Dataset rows
• • •

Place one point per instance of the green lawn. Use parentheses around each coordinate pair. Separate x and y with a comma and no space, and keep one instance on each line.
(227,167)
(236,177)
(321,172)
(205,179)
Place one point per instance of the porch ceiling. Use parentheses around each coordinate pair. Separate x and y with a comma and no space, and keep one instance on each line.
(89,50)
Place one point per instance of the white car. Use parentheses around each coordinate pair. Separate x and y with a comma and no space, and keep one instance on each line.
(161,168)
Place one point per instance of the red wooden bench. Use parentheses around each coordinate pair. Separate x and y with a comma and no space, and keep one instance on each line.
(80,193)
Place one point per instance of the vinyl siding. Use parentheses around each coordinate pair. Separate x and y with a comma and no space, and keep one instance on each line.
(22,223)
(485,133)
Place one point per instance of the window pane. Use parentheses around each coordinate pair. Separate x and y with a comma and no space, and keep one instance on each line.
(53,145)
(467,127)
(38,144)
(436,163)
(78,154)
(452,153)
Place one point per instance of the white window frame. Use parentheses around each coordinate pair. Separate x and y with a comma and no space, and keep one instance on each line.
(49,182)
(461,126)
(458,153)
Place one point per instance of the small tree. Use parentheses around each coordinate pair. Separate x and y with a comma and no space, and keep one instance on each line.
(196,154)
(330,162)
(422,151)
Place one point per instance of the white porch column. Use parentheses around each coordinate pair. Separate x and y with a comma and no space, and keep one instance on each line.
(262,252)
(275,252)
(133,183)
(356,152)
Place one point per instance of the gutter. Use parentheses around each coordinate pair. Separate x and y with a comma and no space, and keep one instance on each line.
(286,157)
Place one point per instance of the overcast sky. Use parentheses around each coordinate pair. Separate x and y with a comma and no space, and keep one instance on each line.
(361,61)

• • •

→ **INSTRUCTIONS FOR THE TASK**
Arrange every line of the material above as a Markdown table with two columns, Row and Line. Give each line its row number and skip any blank lines.

→ **ANSWER**
| Row | Line |
|---|---|
| 1 | Place one point per instance of the green lawn. Use parentheses around each coordinate pair. Separate x and y with a comma and no space, and keep one instance on each line. |
| 2 | (227,167) |
| 3 | (236,177) |
| 4 | (321,172) |
| 5 | (205,179) |
| 6 | Place one point per instance of the porch ceiling. Use parentheses around each coordinate pair. Separate x and y with a comma and no space, and keep one instance on each line. |
| 7 | (89,50) |
| 8 | Place one point per instance of the white car. Use parentheses around each coordinate pair. Separate x and y with a comma and no space, and keep one instance on each line. |
| 9 | (161,168) |
| 10 | Place one point per instance of the red wooden bench. Use parentheses around each coordinate pair. Separate x and y with a comma and no space, and keep one instance on each line. |
| 11 | (80,193) |
| 12 | Place one point per instance of the vinyl siding. Use parentheses around each coordinate pair. Separate x and y with a comma and no space, and keep one instance on each line. |
| 13 | (22,223) |
| 14 | (485,133) |
| 15 | Place one point per instance of the window pane. Use parentheses around each coordinate pair. Separate x and y with a comma and no space, and keep one instance on each line. |
| 16 | (53,145) |
| 17 | (467,127) |
| 18 | (38,144) |
| 19 | (436,163) |
| 20 | (78,154) |
| 21 | (452,153) |
| 22 | Place one point per instance of the white window frame. Use parentheses around each coordinate pair. Separate x and y with a comma and no space, and keep one instance on each line. |
| 23 | (49,182) |
| 24 | (461,126) |
| 25 | (458,153) |
| 26 | Place one point per instance of the small tree. Use parentheses around each coordinate pair. Separate x and y with a comma and no space, and keep one instance on each line. |
| 27 | (196,154) |
| 28 | (330,162) |
| 29 | (422,151) |
| 30 | Place one point per instance of the white porch column. Use parentheses around each coordinate pair. Separate x and y with a comma and no space, and keep one instance on each line. |
| 31 | (262,252) |
| 32 | (275,252) |
| 33 | (133,183) |
| 34 | (356,152) |
| 35 | Place one point per instance of the gutter. Use parentheses around each coordinate pair. Separate x and y with a comma and no space, and keep one instance on each line. |
| 36 | (286,157) |
| 37 | Place one point per instance of the overcast sky. Use parentheses around each coordinate pair. Separate x and y with a comma and no space, and keep one instance on each line. |
| 38 | (361,61) |